■ **Problem to work on**:
Copy the line containing "Query: manhole cover", then all lines after it up to and including the final line of the material, exactly and without additions.

════

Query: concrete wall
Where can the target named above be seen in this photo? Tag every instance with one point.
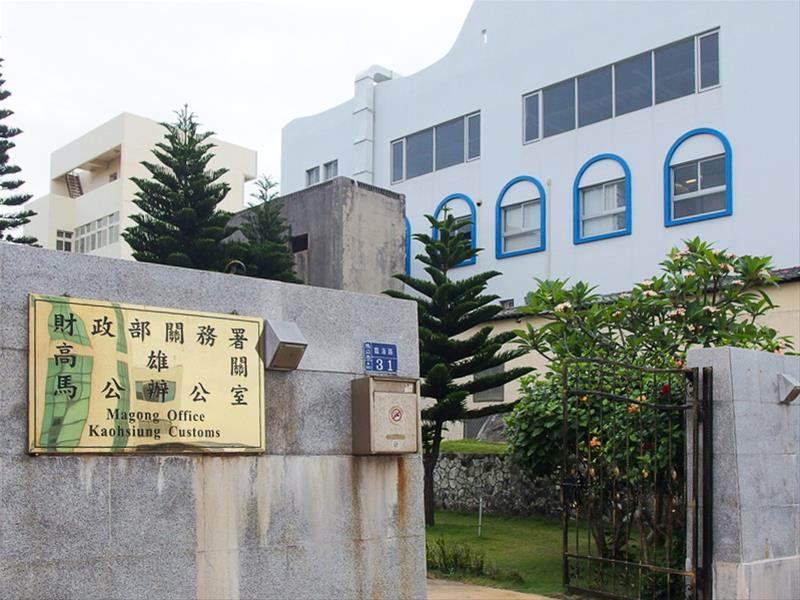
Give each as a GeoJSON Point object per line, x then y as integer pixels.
{"type": "Point", "coordinates": [756, 477]}
{"type": "Point", "coordinates": [534, 44]}
{"type": "Point", "coordinates": [119, 146]}
{"type": "Point", "coordinates": [305, 520]}
{"type": "Point", "coordinates": [461, 480]}
{"type": "Point", "coordinates": [356, 235]}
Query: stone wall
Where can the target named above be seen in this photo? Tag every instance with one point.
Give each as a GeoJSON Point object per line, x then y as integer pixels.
{"type": "Point", "coordinates": [461, 479]}
{"type": "Point", "coordinates": [756, 479]}
{"type": "Point", "coordinates": [305, 520]}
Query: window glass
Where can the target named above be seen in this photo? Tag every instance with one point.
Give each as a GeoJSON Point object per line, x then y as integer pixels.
{"type": "Point", "coordinates": [633, 88]}
{"type": "Point", "coordinates": [559, 107]}
{"type": "Point", "coordinates": [603, 209]}
{"type": "Point", "coordinates": [521, 226]}
{"type": "Point", "coordinates": [474, 125]}
{"type": "Point", "coordinates": [675, 70]}
{"type": "Point", "coordinates": [419, 153]}
{"type": "Point", "coordinates": [312, 176]}
{"type": "Point", "coordinates": [449, 143]}
{"type": "Point", "coordinates": [709, 60]}
{"type": "Point", "coordinates": [712, 172]}
{"type": "Point", "coordinates": [698, 205]}
{"type": "Point", "coordinates": [397, 160]}
{"type": "Point", "coordinates": [531, 117]}
{"type": "Point", "coordinates": [331, 169]}
{"type": "Point", "coordinates": [684, 178]}
{"type": "Point", "coordinates": [594, 96]}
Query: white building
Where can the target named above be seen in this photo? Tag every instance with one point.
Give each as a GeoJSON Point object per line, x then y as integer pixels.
{"type": "Point", "coordinates": [91, 194]}
{"type": "Point", "coordinates": [584, 138]}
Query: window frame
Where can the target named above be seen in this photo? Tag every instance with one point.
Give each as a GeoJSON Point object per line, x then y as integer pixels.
{"type": "Point", "coordinates": [577, 192]}
{"type": "Point", "coordinates": [309, 172]}
{"type": "Point", "coordinates": [326, 168]}
{"type": "Point", "coordinates": [499, 236]}
{"type": "Point", "coordinates": [698, 60]}
{"type": "Point", "coordinates": [669, 221]}
{"type": "Point", "coordinates": [465, 119]}
{"type": "Point", "coordinates": [473, 216]}
{"type": "Point", "coordinates": [538, 117]}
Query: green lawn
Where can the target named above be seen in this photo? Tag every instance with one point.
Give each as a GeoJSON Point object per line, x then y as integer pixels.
{"type": "Point", "coordinates": [529, 546]}
{"type": "Point", "coordinates": [472, 447]}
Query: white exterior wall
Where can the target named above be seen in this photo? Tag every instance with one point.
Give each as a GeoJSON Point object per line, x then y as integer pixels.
{"type": "Point", "coordinates": [119, 146]}
{"type": "Point", "coordinates": [531, 45]}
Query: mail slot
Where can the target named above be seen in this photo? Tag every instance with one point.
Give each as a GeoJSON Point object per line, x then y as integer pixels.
{"type": "Point", "coordinates": [385, 415]}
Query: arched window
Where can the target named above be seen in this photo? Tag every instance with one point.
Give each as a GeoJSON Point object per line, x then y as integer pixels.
{"type": "Point", "coordinates": [698, 178]}
{"type": "Point", "coordinates": [462, 208]}
{"type": "Point", "coordinates": [520, 218]}
{"type": "Point", "coordinates": [601, 199]}
{"type": "Point", "coordinates": [408, 245]}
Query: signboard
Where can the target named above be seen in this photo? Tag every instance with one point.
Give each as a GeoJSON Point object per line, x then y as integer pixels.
{"type": "Point", "coordinates": [118, 378]}
{"type": "Point", "coordinates": [380, 358]}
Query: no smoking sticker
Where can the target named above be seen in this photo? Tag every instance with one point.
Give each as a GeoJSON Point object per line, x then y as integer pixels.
{"type": "Point", "coordinates": [396, 414]}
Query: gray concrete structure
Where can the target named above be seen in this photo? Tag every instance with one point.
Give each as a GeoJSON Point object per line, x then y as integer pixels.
{"type": "Point", "coordinates": [354, 234]}
{"type": "Point", "coordinates": [305, 520]}
{"type": "Point", "coordinates": [756, 479]}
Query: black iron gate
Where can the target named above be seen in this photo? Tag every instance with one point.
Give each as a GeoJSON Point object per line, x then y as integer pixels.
{"type": "Point", "coordinates": [636, 480]}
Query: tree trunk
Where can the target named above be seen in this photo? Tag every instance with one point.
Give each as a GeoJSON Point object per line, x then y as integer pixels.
{"type": "Point", "coordinates": [429, 459]}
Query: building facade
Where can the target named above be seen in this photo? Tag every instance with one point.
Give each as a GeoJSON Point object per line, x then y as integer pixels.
{"type": "Point", "coordinates": [583, 139]}
{"type": "Point", "coordinates": [91, 194]}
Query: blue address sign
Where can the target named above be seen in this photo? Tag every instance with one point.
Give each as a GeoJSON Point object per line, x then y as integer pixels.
{"type": "Point", "coordinates": [380, 358]}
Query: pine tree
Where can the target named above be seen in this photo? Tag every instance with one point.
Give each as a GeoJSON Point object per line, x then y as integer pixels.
{"type": "Point", "coordinates": [15, 218]}
{"type": "Point", "coordinates": [265, 250]}
{"type": "Point", "coordinates": [180, 224]}
{"type": "Point", "coordinates": [450, 368]}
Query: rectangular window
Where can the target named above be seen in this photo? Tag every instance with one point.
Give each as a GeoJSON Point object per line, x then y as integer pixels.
{"type": "Point", "coordinates": [675, 70]}
{"type": "Point", "coordinates": [397, 160]}
{"type": "Point", "coordinates": [450, 143]}
{"type": "Point", "coordinates": [473, 136]}
{"type": "Point", "coordinates": [594, 97]}
{"type": "Point", "coordinates": [419, 153]}
{"type": "Point", "coordinates": [709, 60]}
{"type": "Point", "coordinates": [312, 176]}
{"type": "Point", "coordinates": [559, 107]}
{"type": "Point", "coordinates": [531, 116]}
{"type": "Point", "coordinates": [603, 208]}
{"type": "Point", "coordinates": [331, 169]}
{"type": "Point", "coordinates": [64, 240]}
{"type": "Point", "coordinates": [493, 394]}
{"type": "Point", "coordinates": [698, 187]}
{"type": "Point", "coordinates": [522, 228]}
{"type": "Point", "coordinates": [633, 84]}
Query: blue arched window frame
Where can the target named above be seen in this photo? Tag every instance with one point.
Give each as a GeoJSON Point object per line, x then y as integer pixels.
{"type": "Point", "coordinates": [498, 219]}
{"type": "Point", "coordinates": [408, 245]}
{"type": "Point", "coordinates": [576, 200]}
{"type": "Point", "coordinates": [473, 214]}
{"type": "Point", "coordinates": [668, 220]}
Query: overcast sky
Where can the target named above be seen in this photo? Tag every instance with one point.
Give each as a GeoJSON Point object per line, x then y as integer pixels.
{"type": "Point", "coordinates": [245, 68]}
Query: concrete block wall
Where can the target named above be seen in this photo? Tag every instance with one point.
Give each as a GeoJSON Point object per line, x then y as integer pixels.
{"type": "Point", "coordinates": [756, 477]}
{"type": "Point", "coordinates": [305, 520]}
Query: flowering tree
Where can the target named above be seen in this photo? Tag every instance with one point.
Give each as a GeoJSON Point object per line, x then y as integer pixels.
{"type": "Point", "coordinates": [701, 297]}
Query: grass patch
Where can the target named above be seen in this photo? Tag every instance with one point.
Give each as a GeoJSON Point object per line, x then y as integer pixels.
{"type": "Point", "coordinates": [522, 553]}
{"type": "Point", "coordinates": [472, 447]}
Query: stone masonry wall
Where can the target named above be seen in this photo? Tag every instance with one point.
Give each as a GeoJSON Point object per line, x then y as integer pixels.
{"type": "Point", "coordinates": [305, 520]}
{"type": "Point", "coordinates": [461, 479]}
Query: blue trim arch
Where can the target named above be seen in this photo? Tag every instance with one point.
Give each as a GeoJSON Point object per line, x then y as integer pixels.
{"type": "Point", "coordinates": [498, 219]}
{"type": "Point", "coordinates": [576, 200]}
{"type": "Point", "coordinates": [473, 214]}
{"type": "Point", "coordinates": [728, 210]}
{"type": "Point", "coordinates": [408, 245]}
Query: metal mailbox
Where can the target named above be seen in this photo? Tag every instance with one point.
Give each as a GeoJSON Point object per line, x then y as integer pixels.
{"type": "Point", "coordinates": [385, 415]}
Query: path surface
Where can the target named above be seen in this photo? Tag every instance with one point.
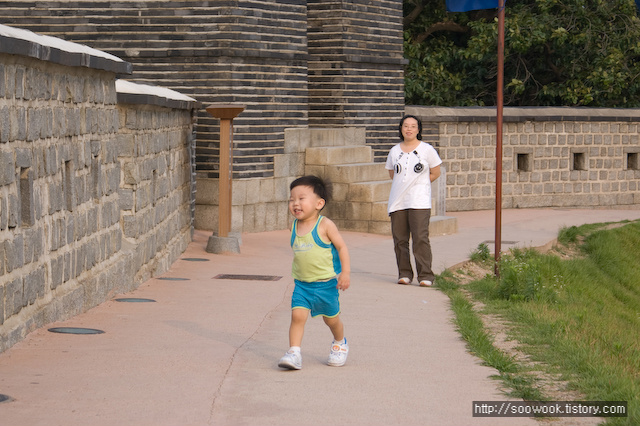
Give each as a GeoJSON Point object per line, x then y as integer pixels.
{"type": "Point", "coordinates": [205, 352]}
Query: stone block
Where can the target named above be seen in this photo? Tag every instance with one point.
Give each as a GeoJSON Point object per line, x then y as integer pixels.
{"type": "Point", "coordinates": [33, 284]}
{"type": "Point", "coordinates": [338, 155]}
{"type": "Point", "coordinates": [5, 120]}
{"type": "Point", "coordinates": [7, 167]}
{"type": "Point", "coordinates": [349, 173]}
{"type": "Point", "coordinates": [370, 191]}
{"type": "Point", "coordinates": [13, 299]}
{"type": "Point", "coordinates": [14, 253]}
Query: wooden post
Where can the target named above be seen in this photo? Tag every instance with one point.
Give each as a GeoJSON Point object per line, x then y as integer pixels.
{"type": "Point", "coordinates": [226, 113]}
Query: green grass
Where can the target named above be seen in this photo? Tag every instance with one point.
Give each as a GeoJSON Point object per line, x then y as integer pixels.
{"type": "Point", "coordinates": [578, 317]}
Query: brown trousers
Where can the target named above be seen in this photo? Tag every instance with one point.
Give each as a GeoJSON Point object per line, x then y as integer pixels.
{"type": "Point", "coordinates": [412, 224]}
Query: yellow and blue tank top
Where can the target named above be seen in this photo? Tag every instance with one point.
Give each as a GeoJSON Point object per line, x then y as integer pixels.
{"type": "Point", "coordinates": [313, 259]}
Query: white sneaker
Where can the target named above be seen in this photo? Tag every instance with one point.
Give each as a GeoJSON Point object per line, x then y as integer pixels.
{"type": "Point", "coordinates": [291, 361]}
{"type": "Point", "coordinates": [338, 354]}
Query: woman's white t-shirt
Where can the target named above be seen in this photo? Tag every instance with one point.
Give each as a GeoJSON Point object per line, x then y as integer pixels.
{"type": "Point", "coordinates": [411, 187]}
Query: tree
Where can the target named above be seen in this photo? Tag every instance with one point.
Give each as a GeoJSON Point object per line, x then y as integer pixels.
{"type": "Point", "coordinates": [557, 52]}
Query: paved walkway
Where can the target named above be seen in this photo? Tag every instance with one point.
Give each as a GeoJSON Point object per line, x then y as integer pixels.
{"type": "Point", "coordinates": [205, 352]}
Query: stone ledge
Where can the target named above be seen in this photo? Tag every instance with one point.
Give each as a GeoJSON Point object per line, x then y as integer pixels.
{"type": "Point", "coordinates": [16, 41]}
{"type": "Point", "coordinates": [521, 114]}
{"type": "Point", "coordinates": [144, 94]}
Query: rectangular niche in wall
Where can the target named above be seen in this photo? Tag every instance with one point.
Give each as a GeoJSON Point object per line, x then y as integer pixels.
{"type": "Point", "coordinates": [523, 162]}
{"type": "Point", "coordinates": [632, 161]}
{"type": "Point", "coordinates": [578, 160]}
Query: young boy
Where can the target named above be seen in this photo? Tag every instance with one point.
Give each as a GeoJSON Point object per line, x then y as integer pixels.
{"type": "Point", "coordinates": [321, 267]}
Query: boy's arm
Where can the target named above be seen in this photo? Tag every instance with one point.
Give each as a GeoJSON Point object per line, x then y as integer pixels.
{"type": "Point", "coordinates": [434, 173]}
{"type": "Point", "coordinates": [333, 235]}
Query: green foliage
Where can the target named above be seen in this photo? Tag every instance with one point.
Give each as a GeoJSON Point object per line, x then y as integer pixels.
{"type": "Point", "coordinates": [584, 324]}
{"type": "Point", "coordinates": [481, 254]}
{"type": "Point", "coordinates": [527, 275]}
{"type": "Point", "coordinates": [569, 52]}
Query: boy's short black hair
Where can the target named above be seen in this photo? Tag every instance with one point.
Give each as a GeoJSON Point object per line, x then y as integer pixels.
{"type": "Point", "coordinates": [419, 136]}
{"type": "Point", "coordinates": [322, 188]}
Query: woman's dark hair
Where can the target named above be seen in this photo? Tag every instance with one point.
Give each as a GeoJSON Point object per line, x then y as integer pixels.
{"type": "Point", "coordinates": [419, 136]}
{"type": "Point", "coordinates": [321, 188]}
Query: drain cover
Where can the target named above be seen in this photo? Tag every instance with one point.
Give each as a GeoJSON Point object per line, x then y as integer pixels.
{"type": "Point", "coordinates": [75, 330]}
{"type": "Point", "coordinates": [247, 277]}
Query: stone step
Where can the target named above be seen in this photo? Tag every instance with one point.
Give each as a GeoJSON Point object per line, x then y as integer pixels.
{"type": "Point", "coordinates": [338, 155]}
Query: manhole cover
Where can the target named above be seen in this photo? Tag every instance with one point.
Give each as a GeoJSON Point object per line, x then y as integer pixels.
{"type": "Point", "coordinates": [75, 330]}
{"type": "Point", "coordinates": [502, 242]}
{"type": "Point", "coordinates": [247, 277]}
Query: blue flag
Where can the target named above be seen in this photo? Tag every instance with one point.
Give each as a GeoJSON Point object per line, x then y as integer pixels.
{"type": "Point", "coordinates": [466, 5]}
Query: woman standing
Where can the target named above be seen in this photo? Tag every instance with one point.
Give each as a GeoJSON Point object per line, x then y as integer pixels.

════

■ **Exercise response**:
Query: manhole cover
Where can the target named above be seen in this photo? Tag every instance with one point.
Give each as a GeoJSON Point object per line, x then y as integer pixels.
{"type": "Point", "coordinates": [75, 330]}
{"type": "Point", "coordinates": [502, 242]}
{"type": "Point", "coordinates": [247, 277]}
Query: blue flag
Where can the target named above be seen in this photo? Tag every instance with one point.
Give each as a GeoJSON Point object per line, x then y as integer pixels.
{"type": "Point", "coordinates": [466, 5]}
Query: woman standing
Where can the target named above be seen in this photo? Tag every instance with one point.
Give each as a GeoJSON Point object per line, x then y as integer pixels.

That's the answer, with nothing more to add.